Task requirements: Repeat the data below exactly. Include each line.

Stored data entries
▽

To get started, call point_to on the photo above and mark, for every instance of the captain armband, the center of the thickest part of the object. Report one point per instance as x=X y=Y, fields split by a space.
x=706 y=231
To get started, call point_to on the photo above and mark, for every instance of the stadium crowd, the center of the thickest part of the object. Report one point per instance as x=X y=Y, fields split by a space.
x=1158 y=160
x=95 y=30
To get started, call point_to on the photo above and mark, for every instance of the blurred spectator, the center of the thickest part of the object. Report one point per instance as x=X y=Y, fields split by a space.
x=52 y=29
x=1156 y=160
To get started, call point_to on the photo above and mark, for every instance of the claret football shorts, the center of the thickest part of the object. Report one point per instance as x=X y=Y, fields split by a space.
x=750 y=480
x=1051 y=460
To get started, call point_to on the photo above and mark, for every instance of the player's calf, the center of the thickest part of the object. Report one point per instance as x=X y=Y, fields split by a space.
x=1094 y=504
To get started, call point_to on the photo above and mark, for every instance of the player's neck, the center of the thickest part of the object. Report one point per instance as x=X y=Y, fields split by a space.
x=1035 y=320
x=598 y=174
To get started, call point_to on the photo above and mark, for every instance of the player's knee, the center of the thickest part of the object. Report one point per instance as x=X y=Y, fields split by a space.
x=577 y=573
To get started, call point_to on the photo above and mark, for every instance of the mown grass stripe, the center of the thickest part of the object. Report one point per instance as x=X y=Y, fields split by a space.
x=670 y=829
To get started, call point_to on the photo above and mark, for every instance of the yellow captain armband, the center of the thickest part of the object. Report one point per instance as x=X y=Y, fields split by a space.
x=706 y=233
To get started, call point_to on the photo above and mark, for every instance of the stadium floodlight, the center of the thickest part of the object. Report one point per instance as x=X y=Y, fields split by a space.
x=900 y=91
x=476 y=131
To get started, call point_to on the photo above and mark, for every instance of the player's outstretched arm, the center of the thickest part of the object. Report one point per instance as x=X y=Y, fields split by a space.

△

Exercise response:
To get started, call point_to on the photo above and mark, for every instance of the captain armband, the center of the thickest part of the object. Report one point per instance as x=X y=Y, fields split by a space.
x=706 y=231
To get started, call point_to on the photo above and mark, for every instance of the stadium crowd, the center of the thickest part of the object. Report one point per instance as x=X y=Y, fields split by a space.
x=1158 y=160
x=95 y=30
To get started, call point_to on the photo above and mark, for every instance of the blurred spectator, the center of the thickest part of the object. Report one point per instance as x=X y=Y, fields split by a space.
x=52 y=29
x=1156 y=160
To get started, call point_to on the photo above and mark, for every instance of the claret football shorts, the center of the thickest part of the object. Report one point per instance as x=X y=Y, fields split by a space.
x=750 y=480
x=1051 y=460
To get started, call point_to on the photo above and mark, for every instance of the player's calf, the center of the thickest part of the object. Report one point per instance as x=X y=Y, fields split by a space.
x=1094 y=504
To get started, call point_to on the photo above and mark, for every instance of the player's neck, the center of the thickest part of the object. Report one point per instance as x=X y=Y, fields split by a space.
x=1035 y=320
x=598 y=174
To get started, call point_to on the photo above and mark, for every instance of the player's knee, the center of the thickest part of the object. Report one point per instance as x=X y=Y, fields split by a space.
x=577 y=573
To get started, call point_to on the photo above and mark, for every instance of the mown grass stripe, the center of the thickest part of the object. Report one point per instance as x=X y=Y, fields split by a space.
x=670 y=829
To get started, call point_to on the photo above and mark, for every instance of the yellow captain armband, the center of the thickest part of the object. Report one point per instance as x=X y=Y, fields split by a space.
x=706 y=233
To get started, call point_to on the photo above and mark, for every instance of the stadium floodlight, the center of the thickest part of the object. Report one point per instance as x=X y=Y, fields split by a space.
x=900 y=91
x=476 y=131
To get started, call point_to on the photo above and mark, for every instance of the player's outstretched arm, the center of the thickest part of the object. Report one point per instance as x=X y=Y, fields split by a space.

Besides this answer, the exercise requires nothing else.